Reproduce each record below exactly as written.

Records supplied Block Start

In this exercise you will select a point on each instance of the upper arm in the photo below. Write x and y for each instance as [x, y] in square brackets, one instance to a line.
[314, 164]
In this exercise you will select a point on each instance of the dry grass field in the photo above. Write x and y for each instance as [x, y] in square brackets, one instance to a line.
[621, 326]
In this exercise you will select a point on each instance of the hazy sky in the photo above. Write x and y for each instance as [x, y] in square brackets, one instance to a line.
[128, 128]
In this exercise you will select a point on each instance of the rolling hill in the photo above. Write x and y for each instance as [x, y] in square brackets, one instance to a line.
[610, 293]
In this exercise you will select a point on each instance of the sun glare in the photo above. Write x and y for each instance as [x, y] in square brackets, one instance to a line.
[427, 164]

Records supplied Block End

## Written answer:
In this exercise you will select a point on each instance of the upper arm in the photo below. Write x and y for each instance as [x, y] in square brackets, one instance to a line.
[314, 164]
In this exercise you will select a point on each instance of the dry grass field in the photo above. Write x and y for each instance as [x, y] in square brackets, one instance to a line.
[621, 326]
In this exercise you will select a point on each instance of the hazy sky in the photo above. Write x and y for each instance as [x, y] in square brackets, one instance to a line.
[128, 128]
In this exercise you will select a point on each instance of the rolling hill in the photo above. Write x and y for each instance as [x, y] in square brackets, one instance to a line.
[610, 293]
In this exercise you will select a point on each instance of the sun glare in the photo above. Write x and y for each instance as [x, y] in square brackets, one instance to a line.
[427, 164]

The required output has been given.